Labeled-object pointing entries:
------------------------------------------------------------

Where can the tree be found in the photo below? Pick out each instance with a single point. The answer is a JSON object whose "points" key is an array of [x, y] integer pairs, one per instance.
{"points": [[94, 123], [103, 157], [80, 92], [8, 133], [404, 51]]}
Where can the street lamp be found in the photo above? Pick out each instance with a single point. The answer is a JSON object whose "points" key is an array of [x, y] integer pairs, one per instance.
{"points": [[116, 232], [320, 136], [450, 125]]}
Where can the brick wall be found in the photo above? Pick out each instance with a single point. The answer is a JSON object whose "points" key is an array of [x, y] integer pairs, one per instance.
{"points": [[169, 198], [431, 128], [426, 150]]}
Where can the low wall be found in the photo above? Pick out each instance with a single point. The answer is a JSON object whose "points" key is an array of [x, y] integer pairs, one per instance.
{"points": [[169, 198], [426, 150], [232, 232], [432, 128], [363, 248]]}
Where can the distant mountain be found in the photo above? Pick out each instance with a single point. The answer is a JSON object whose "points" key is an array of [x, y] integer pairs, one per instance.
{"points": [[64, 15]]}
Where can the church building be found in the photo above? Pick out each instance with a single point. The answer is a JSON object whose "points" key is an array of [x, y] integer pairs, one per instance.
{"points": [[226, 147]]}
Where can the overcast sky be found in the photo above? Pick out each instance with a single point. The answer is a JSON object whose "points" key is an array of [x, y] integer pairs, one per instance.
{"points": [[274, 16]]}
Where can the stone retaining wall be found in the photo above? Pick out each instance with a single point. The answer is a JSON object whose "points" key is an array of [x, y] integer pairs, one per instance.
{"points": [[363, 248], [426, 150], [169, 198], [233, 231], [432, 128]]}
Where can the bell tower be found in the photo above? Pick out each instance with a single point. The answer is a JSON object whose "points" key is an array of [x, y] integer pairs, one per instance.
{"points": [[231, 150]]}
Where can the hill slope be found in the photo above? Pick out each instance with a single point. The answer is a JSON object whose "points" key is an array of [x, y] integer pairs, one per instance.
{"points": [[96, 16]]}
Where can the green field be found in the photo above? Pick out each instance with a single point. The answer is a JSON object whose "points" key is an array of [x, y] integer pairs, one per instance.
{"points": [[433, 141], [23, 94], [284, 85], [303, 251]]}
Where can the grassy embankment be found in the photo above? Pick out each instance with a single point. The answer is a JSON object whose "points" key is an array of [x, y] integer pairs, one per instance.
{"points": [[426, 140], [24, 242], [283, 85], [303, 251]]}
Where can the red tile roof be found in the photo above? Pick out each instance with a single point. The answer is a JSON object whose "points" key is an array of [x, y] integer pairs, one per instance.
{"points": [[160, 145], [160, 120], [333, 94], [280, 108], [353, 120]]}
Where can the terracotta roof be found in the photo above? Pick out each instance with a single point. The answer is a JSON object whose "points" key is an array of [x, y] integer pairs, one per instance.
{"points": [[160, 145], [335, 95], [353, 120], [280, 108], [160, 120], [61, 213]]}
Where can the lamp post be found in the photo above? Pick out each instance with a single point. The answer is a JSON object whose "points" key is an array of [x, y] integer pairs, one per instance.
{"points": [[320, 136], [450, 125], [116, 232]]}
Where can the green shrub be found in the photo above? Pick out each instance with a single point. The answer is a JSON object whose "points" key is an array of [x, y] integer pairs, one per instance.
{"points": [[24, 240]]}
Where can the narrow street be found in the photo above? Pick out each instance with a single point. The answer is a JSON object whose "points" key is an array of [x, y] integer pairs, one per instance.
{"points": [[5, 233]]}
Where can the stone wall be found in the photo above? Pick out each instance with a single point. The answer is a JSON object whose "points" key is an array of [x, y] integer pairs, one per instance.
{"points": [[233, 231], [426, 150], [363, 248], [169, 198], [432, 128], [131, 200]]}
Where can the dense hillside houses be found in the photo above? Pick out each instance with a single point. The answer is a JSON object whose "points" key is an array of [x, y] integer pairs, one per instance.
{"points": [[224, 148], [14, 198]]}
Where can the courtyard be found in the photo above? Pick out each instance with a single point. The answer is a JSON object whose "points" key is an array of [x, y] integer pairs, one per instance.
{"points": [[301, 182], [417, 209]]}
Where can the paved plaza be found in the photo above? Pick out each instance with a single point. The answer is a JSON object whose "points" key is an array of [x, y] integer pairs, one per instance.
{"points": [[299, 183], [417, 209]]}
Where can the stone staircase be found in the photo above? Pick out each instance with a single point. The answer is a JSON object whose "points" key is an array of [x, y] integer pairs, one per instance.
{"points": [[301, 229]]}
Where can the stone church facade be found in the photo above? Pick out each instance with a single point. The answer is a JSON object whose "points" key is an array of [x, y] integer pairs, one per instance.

------------------------------------------------------------

## PROMPT
Repeat exactly, and only, the lines from the line containing "Where can the dense" through the last line of the records above, both included.

## SOLUTION FOR THIS TASK
Where can the dense hillside houses be found in the photo above? Pick out each instance with a single point. The answer is a JSON object whose "points" key is an array of [x, y] integer pairs, one per instance.
{"points": [[224, 148], [14, 198]]}
Where can the courtyard be found in the photo above? Pick out each instance with a single point. The answer is a JSON object whose "points" key is an array of [x, y] integer pairs, one per instance.
{"points": [[301, 182], [417, 209]]}
Where can the paved plaza be found in the photo above? Pick out each instance with a single point. The answer is a JSON object whose "points" key is an array of [x, y] integer pairs, one per instance.
{"points": [[299, 183], [417, 209]]}
Where can the stone staircase be found in the photo above? Pick out each instance with a single point. The answer is a JSON object whose "points" key is an array of [x, y] integer pairs, one per instance.
{"points": [[301, 229]]}
Where can the stone church facade be found in the photo above? Pick out each instance with a single point. The answer is a JSON object whose "points" key is an array of [x, y] integer pairs, one per instance.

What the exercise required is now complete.